QUOTED PASSAGE ::
※ ※ ※
The Siren has had a busy holiday season that has included, in addition to the usual hoo-ha, many unexpected household tasks. She's kept up her spirits via activities like seeing Playtime in 70-millimeter and replacing Jingle All the Way in the Barnes and Noble DVD Christmas display with Auntie Mame. We all have our little holiday rituals.
Posting has been more than usually spotty, a situation that may alter a bit in January (we can only hope), but the Siren simply can't leave her blog bare for Christmas, although Myrna is doing her best for the banner. The Siren has posted a summary of this splendid, heart-warming Christmas story once before, but she assures you that of the many versions out there, the one to read is Brian Aherne's.
※ ※ ※
PROMPT A :: According to the holiday blog post, in what format did the Siren see Playtime?
PROMPT B :: Pick up the holiday blog post right after its last sentence and keep writing it.
The material that comes after this blog post is separate from it.
※ ※ ※
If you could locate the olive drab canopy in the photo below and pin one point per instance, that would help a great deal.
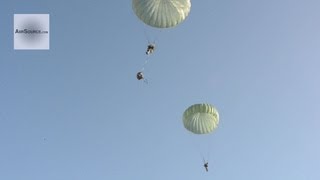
(161, 13)
(201, 118)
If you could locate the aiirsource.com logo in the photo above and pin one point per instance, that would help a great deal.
(31, 31)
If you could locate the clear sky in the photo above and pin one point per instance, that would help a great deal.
(77, 112)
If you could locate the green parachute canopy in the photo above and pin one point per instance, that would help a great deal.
(201, 118)
(161, 13)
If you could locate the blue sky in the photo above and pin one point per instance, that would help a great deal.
(78, 112)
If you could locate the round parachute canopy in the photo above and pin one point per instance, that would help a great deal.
(161, 13)
(201, 118)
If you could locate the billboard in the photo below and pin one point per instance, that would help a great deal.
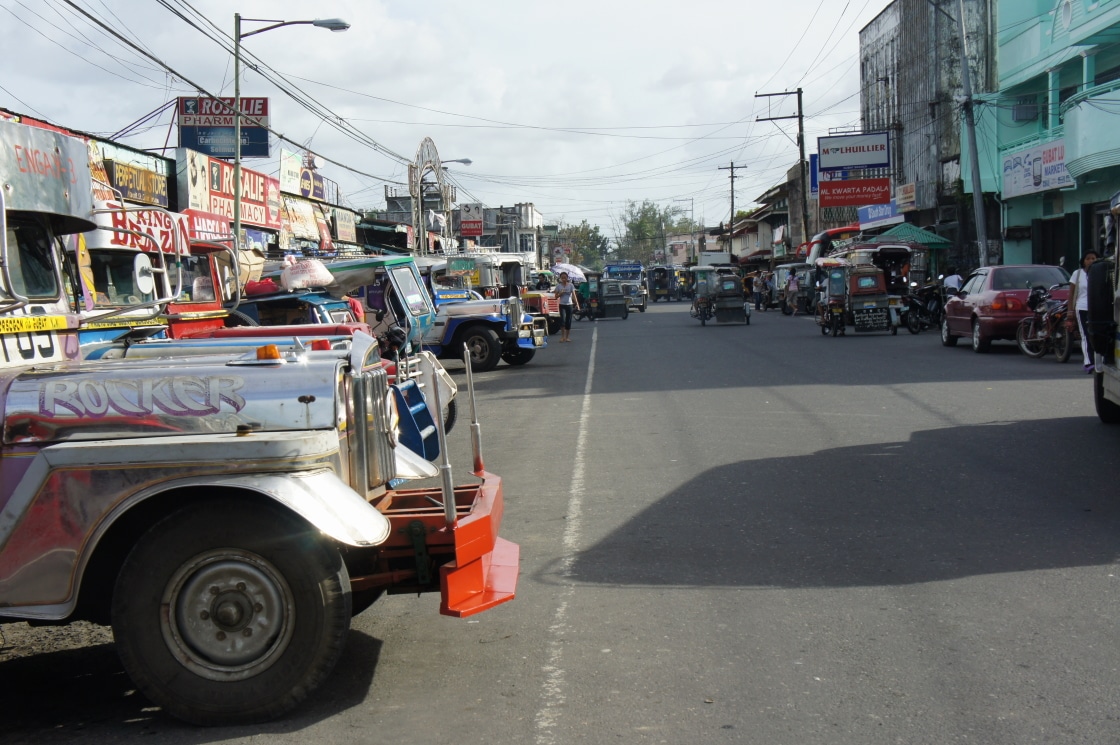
※ ※ ※
RESPONSE A :: She saw it in 70-millimeter.

RESPONSE B ::
It is (probably) Christmas 1953, and the storied, brain-stumping marriage of the lovely Zsa Zsa Gabor and George Sanders is on the train to Reno, you might say. Zsa Zsa has begun to comfort herself with the attentions of "a famous international charmer" (probably Porfirio Rubirosa). Sanders reacts as any ordinary husband would; he decides the situation offers the perfect way to reduce his potential alimony payments. And here Aherne takes up the tale of Sanders:
Late at night on Christmas Eve, wearing dirty blue jeans, a sweatshirt and a beard...
[Pause. Chew on that image for a minute. Pour yourself a Christmas cocktail. Down it in one. Can you picture it yet? Me neither. Carry on.]
...wearing dirty blue jeans, a sweatshirt and a beard, accompanied by two detectives and carrying a brick that he had carefully gift-wrapped, [George] stealthily crossed the lawn of Zsa Zsa's house and placed a ladder against the wall. Followed by the detectives, he then climbed to the balcony outside her window. All was silent and dark inside when abruptly he shattered the glass with the brick, opened the catch, stepped into the room, turned on the light and, holding out his gift package, said "Merry Christmas, my dear!" Zsa Zsa's companion sprang up and rushed into the bathroom--too late, for the detectives had got their incriminating photos before the sleepers could realize what was happening.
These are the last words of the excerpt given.